• _WHAT YOU ARE ASKED TO DO_:
In the material below, number each line from the line with "of the fence" to the line with "220], [736, 265]]", both included, and leave out blank lines.

• _DATASET EXTRACT_:
---

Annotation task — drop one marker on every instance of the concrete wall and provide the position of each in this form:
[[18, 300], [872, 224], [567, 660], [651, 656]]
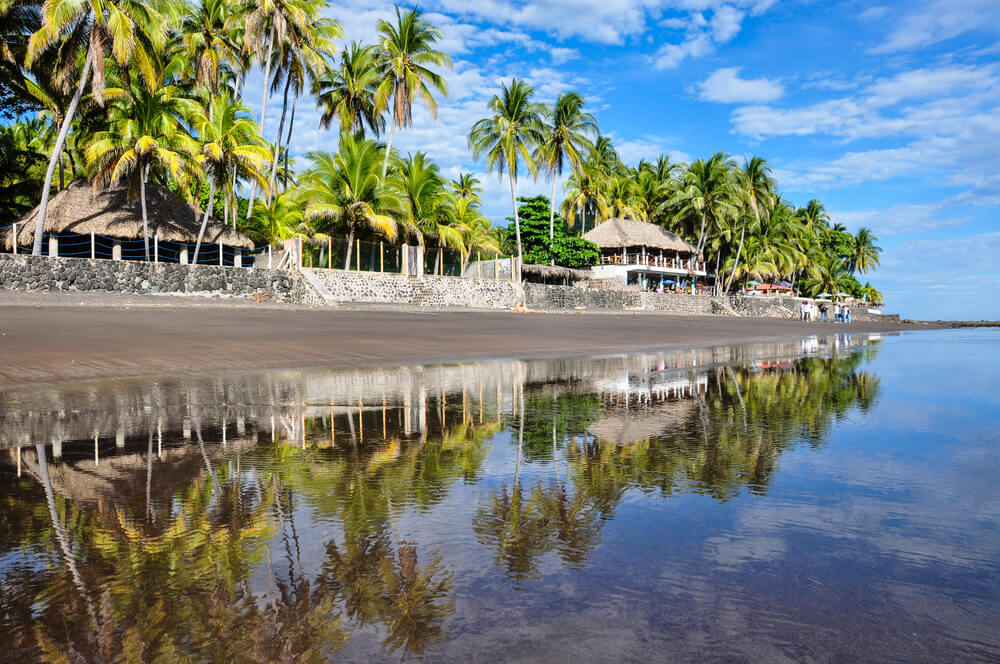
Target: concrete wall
[[570, 297], [82, 274], [429, 291]]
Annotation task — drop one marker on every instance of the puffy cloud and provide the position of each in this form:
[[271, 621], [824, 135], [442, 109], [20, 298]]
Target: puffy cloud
[[725, 86]]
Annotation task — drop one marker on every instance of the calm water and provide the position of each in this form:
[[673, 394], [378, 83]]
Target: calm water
[[828, 499]]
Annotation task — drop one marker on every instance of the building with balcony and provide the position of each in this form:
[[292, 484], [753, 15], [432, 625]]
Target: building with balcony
[[646, 256]]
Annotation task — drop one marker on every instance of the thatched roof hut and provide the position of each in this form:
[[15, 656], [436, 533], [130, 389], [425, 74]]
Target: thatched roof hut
[[547, 274], [623, 233], [110, 213]]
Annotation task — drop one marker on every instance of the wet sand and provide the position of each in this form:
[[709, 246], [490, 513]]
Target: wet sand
[[58, 336]]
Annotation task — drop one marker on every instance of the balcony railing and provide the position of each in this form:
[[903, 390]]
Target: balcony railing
[[654, 261]]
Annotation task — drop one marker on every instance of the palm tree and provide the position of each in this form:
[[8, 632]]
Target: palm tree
[[408, 55], [145, 134], [707, 193], [585, 195], [348, 92], [509, 137], [270, 24], [466, 186], [133, 29], [230, 144], [864, 254], [566, 138], [756, 188], [346, 189]]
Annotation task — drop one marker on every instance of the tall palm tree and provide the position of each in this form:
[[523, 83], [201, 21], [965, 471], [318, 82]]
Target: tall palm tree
[[408, 54], [707, 193], [230, 144], [346, 189], [756, 189], [145, 135], [864, 254], [133, 29], [509, 137], [586, 195], [348, 91], [466, 187], [565, 142], [269, 25]]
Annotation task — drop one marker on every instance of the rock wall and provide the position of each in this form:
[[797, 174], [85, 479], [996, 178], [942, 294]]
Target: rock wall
[[570, 297], [83, 274], [429, 291]]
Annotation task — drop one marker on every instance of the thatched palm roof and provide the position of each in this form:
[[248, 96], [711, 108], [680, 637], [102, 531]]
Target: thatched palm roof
[[554, 272], [618, 233], [78, 209]]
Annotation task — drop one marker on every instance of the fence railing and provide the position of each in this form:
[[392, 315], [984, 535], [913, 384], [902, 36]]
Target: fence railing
[[326, 252]]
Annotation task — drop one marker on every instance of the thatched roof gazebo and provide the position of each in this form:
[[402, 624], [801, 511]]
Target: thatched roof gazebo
[[78, 210], [627, 233], [644, 255]]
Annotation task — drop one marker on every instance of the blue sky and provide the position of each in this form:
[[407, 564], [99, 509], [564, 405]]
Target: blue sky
[[887, 112]]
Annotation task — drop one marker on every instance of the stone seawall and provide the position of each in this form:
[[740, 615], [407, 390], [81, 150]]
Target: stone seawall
[[429, 291], [569, 297], [83, 274]]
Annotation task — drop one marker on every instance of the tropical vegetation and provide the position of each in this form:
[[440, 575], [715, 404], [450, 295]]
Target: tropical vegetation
[[151, 92]]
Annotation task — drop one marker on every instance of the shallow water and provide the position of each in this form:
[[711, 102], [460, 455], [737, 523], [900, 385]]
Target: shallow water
[[827, 499]]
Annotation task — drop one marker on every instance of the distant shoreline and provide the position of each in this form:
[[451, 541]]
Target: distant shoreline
[[70, 336]]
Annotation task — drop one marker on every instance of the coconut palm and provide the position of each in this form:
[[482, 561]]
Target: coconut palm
[[509, 137], [408, 56], [348, 91], [270, 25], [145, 136], [467, 187], [585, 195], [346, 189], [756, 188], [133, 30], [565, 143], [864, 254], [707, 193], [230, 145]]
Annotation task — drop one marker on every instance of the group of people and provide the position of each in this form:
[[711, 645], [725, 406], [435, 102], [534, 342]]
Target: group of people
[[811, 311]]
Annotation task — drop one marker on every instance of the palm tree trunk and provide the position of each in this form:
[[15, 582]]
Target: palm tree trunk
[[263, 109], [36, 248], [288, 141], [350, 243], [142, 203], [517, 224], [552, 220], [388, 146], [277, 142], [204, 220], [736, 265]]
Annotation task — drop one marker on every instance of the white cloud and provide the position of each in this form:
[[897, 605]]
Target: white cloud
[[933, 21], [726, 87]]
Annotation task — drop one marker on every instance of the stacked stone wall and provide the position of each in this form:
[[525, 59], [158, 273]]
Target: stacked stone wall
[[83, 274]]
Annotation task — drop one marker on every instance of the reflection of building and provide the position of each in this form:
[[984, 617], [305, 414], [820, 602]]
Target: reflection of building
[[644, 255]]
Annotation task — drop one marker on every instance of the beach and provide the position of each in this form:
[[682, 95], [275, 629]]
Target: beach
[[64, 336]]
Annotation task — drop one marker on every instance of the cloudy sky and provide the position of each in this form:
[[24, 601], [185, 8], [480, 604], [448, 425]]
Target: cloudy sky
[[889, 113]]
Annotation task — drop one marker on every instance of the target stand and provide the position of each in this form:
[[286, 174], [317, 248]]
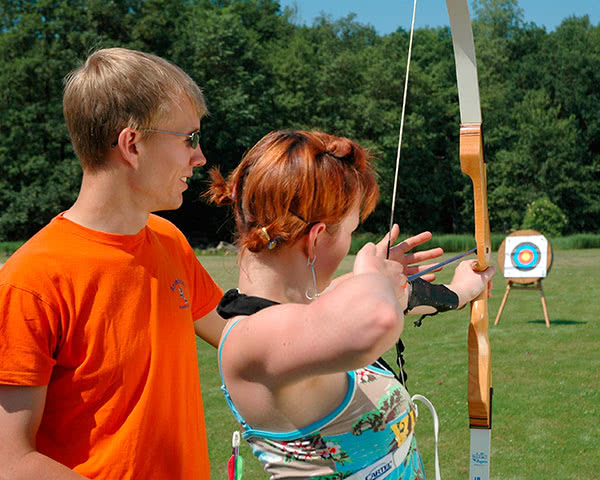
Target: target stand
[[525, 258]]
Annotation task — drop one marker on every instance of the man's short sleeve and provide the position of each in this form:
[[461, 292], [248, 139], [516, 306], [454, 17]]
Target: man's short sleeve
[[28, 337]]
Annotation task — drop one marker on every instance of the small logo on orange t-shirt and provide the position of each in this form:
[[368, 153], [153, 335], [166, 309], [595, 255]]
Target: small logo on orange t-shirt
[[177, 287]]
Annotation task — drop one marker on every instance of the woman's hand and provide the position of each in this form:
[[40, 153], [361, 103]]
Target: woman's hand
[[399, 254], [468, 284], [370, 260]]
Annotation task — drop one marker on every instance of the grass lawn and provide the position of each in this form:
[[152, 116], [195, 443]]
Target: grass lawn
[[546, 381]]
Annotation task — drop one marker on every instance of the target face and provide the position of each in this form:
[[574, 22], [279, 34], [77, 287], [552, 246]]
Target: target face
[[526, 256]]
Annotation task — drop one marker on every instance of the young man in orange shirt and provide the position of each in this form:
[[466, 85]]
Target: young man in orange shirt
[[98, 368]]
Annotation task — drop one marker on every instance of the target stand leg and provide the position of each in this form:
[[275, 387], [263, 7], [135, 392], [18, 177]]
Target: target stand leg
[[508, 284], [544, 307]]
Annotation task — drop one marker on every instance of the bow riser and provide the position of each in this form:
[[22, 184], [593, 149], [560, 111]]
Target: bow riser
[[480, 373], [472, 163]]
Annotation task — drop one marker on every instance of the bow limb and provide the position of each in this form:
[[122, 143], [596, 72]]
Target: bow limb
[[473, 164]]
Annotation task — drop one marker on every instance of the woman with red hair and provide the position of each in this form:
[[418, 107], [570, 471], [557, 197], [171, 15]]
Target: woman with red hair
[[299, 356]]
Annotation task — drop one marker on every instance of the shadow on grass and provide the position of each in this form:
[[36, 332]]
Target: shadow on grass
[[559, 322]]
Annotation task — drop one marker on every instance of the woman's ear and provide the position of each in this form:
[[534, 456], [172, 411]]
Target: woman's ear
[[313, 237]]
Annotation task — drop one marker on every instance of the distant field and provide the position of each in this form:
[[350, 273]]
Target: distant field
[[546, 381]]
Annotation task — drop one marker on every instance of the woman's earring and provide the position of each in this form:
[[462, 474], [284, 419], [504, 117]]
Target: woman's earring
[[311, 264]]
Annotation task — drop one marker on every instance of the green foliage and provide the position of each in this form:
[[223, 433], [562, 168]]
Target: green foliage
[[544, 216], [528, 360], [260, 71]]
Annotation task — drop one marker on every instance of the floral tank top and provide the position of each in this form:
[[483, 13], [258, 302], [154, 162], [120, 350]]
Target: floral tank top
[[369, 436]]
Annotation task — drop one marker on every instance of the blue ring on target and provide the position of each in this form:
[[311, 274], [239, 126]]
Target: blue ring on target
[[525, 256]]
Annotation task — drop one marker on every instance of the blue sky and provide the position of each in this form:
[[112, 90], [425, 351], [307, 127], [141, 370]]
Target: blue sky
[[387, 15]]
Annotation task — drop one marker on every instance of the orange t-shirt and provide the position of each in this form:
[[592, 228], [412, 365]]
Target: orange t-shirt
[[106, 321]]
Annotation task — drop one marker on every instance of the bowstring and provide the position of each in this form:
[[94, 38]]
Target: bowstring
[[394, 192], [412, 30]]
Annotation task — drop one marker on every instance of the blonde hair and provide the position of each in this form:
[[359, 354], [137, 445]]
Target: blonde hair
[[291, 179], [118, 88]]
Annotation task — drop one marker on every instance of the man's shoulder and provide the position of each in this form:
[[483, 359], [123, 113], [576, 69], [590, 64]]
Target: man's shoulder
[[166, 228], [37, 255]]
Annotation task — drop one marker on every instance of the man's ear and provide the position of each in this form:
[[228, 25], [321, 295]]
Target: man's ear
[[128, 148], [313, 237]]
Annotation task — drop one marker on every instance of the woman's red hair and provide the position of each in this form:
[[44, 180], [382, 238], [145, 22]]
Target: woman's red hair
[[292, 179]]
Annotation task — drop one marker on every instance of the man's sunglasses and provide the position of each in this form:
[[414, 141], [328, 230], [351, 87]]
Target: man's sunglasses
[[194, 137]]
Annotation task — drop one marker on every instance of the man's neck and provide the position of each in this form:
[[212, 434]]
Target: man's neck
[[104, 206]]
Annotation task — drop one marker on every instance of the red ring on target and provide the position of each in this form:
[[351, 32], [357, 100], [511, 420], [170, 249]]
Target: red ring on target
[[525, 256]]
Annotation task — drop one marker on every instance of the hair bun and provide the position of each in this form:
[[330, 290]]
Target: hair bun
[[339, 147]]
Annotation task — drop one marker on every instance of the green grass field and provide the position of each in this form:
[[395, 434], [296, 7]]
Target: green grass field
[[546, 381]]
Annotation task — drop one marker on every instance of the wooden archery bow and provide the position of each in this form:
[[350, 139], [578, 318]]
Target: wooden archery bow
[[473, 164]]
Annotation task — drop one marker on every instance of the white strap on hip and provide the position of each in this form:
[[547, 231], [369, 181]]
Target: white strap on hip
[[436, 428]]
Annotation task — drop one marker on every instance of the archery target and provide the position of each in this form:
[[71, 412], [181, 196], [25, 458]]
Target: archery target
[[526, 257]]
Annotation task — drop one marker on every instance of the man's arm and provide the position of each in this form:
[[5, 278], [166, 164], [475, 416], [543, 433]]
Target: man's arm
[[21, 411], [210, 327]]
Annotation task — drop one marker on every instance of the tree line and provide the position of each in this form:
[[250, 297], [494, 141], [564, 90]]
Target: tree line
[[262, 70]]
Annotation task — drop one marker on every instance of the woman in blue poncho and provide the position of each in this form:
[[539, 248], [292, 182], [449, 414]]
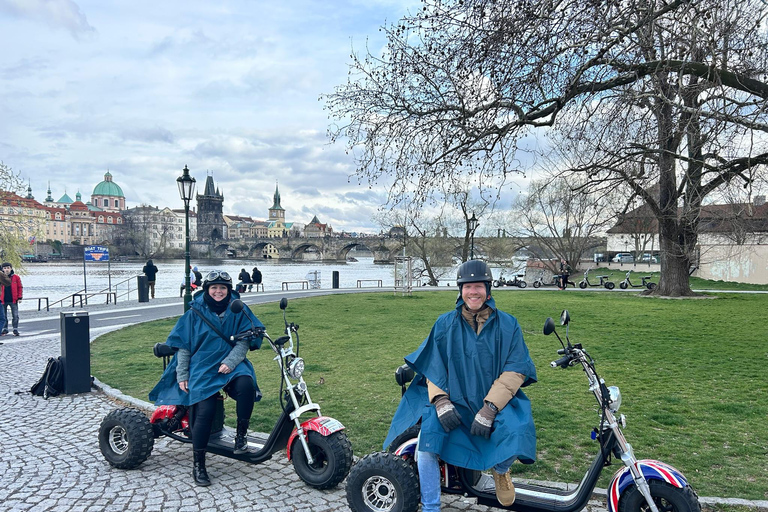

---

• _REPLY_:
1. Annotation task — drop one marker on every instance of the fence railing and provide the position of each in this form:
2. [[392, 315], [984, 535], [913, 384], [902, 36]]
3. Target: fence railing
4. [[326, 252]]
5. Annotation task — drop one marker on every instance of the thatched roof gazebo and provide the position of each in this form:
6. [[402, 624], [801, 511]]
7. Target: thatched roof gazebo
8. [[78, 210], [627, 233], [644, 255]]
9. Annotation task — drop one marker on every instance of the blue sky and provide the position of each in this form:
10. [[407, 564], [99, 509], [564, 405]]
11. Target: blue sky
12. [[887, 112]]
13. Annotation task — drop one marker on every instance of the stone seawall and provide the position of each in this form:
14. [[740, 615], [407, 390], [81, 150]]
15. Target: stone seawall
16. [[429, 291], [569, 297], [83, 274]]
17. Annotation task — drop one marker on every instance of the tropical vegetation and provide the position of each in this form:
18. [[440, 575], [715, 404], [450, 295]]
19. Target: tropical vegetation
20. [[151, 92]]
21. Annotation task — drop one marker on every instance of the shallow water and provide the position of each in this form:
22. [[711, 102], [460, 455], [737, 523], [900, 385]]
23. Target: shallow water
24. [[827, 499]]
25. Annotation task — drop one marker on every instance of the distant shoreline and provide the position of each in this form:
26. [[451, 541]]
27. Target: distant shoreline
28. [[70, 336]]
29. Annotation task — drop one marker on every instance of the coconut palm and provide the position of each in this form:
30. [[482, 561]]
31. Target: coconut palm
32. [[509, 137], [408, 56], [348, 91], [270, 25], [145, 136], [467, 187], [585, 195], [346, 189], [756, 188], [133, 30], [565, 143], [864, 254], [707, 193], [230, 145]]
33. Annotation task — drop one marker on every instance of the group of people and provide the position of each in this form:
34. [[711, 645], [725, 406], [435, 102], [534, 342]]
35. Target: group of people
36. [[811, 311]]
37. Annotation task — drop one marker on every instance of the palm tree trunk and provide the position of each in this form:
38. [[15, 582]]
39. Target: palm tree trunk
40. [[263, 109], [36, 248], [288, 141], [350, 243], [142, 203], [517, 224], [552, 220], [388, 146], [277, 142], [204, 220], [736, 265]]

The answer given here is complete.